— BEGIN Page excerpt —

Cassidy led home Mitch Evans (Jaguar TCS Racing), having fended off his countryman until a late-race Safety Car made the win certain for the Envision Racing man, who was under severe duress from the factory Jaguar driver.

The 150mph game of chess ebbed and flowed as leaders vied for control and to set the pace but Cassidy's decisive early-race moves yielded the ultimate result, with the Kiwi placing his I-TYPE 6 perfectly around the outside of three at the Fairmont Hairpin on Lap 4 and managing to hit the front as early as Lap 7 through the first round of ATTACK MODE activations. Once his engineer gave the green light for a six-lap sprint finish, Cassidy didn't look back - despite the close attentions of Evans' factory Jaguar.

RESULTS: Monaco E-Prix Round 9

Evans had himself clambered from sixth on the grid to second at the chequered flag and was within touching distance of the Envision right to that Safety Car three laps from the race finish. That New Zealand one-two made it four wins on the spin - a new Formula E record for a single nation.

Jake Dennis (Avalanche Andretti) couldn't quite live with the lead pair but to his credit, he had torn through from 11th on the grid to make the final step on the podium - some feat.

Sacha Fenestraz, who thought he'd sealed Julius Baer Pole Position only for a post-session penalty to hand that honour to Jake Hughes (NEOM McLaren), steered his Nissan home to fourth, unable to compete with the lead trio's benchmark combination of speed and efficiency. Hughes followed him across the line, with Dan Ticktum hanging on despite a couple of late-race scrapes and some damage to his NIO 333 for sixth position.

— END Page excerpt —

> **Problem set**:
A - Decide whether each statement agrees with the Monaco E-Prix race report, answering yes or no and quoting the words of the report that settle it: (i) Evans started the race sixth on the grid; (ii) Dennis started the race from pole position; (iii) Cassidy first reached the lead on Lap 4.
B - Write the next part of the Monaco E-Prix race report, picking up after its final sentence.
The listing that comes next is from a separate source, unrelated to the race report.

— BEGIN Stored data —

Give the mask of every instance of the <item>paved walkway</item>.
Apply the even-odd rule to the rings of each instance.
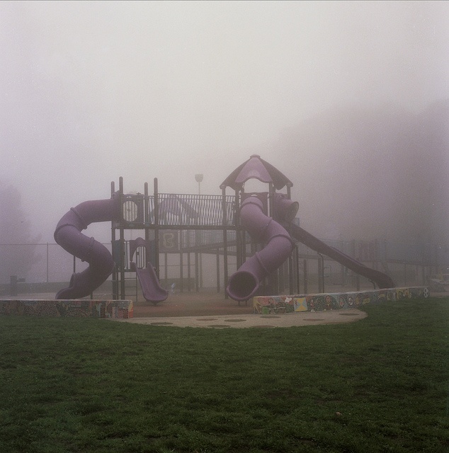
[[[274,327],[293,327],[316,324],[348,323],[366,317],[364,311],[353,309],[331,310],[329,311],[302,311],[285,314],[242,314],[215,315],[197,316],[154,316],[113,319],[118,322],[127,322],[149,326],[172,327],[203,327],[209,328],[271,328]]]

— END Stored data —

> **Outputs**:
A -
(i) Yes: "Evans had himself clambered from sixth on the grid to second at the chequered flag."
(ii) No: "he had torn through from 11th on the grid to make the final step on the podium."
(iii) No: "managing to hit the front as early as Lap 7 through the first round of ATTACK MODE activations."

B -
Long-time Drivers' World Championship leader Pascal Wehrlein could only improve to 11th from 12th at the outset - the Porsche 99X Electric still has the performance within but unlocking it consistently over a lap and in qualifying appears to be an ongoing and potentially costly issue, especially with new standings leader Cassidy sealing two wins and four further podiums in the last six rounds.

Fellow title contender Jean-Eric Vergne recovered to seventh from the very back of the grid after DS PENSKE's tyre pressure infringements saw them disqualified from qualifying. Reigning champion and teammate Stoffel Vandoorne was also able to climb to the points with ninth in his DS.

All that left Cassidy 21 points clear of Wehrlein on 121 in the Drivers' table with Dennis third and Evans now fourth - Vergne doing enough to leave Monaco fifth in the running. Envision Racing now leap to the top of the Teams' standings, 14 points ahead of TAG Heuer Porsche, while Jaguar TCS Racing sits third.

As it happened...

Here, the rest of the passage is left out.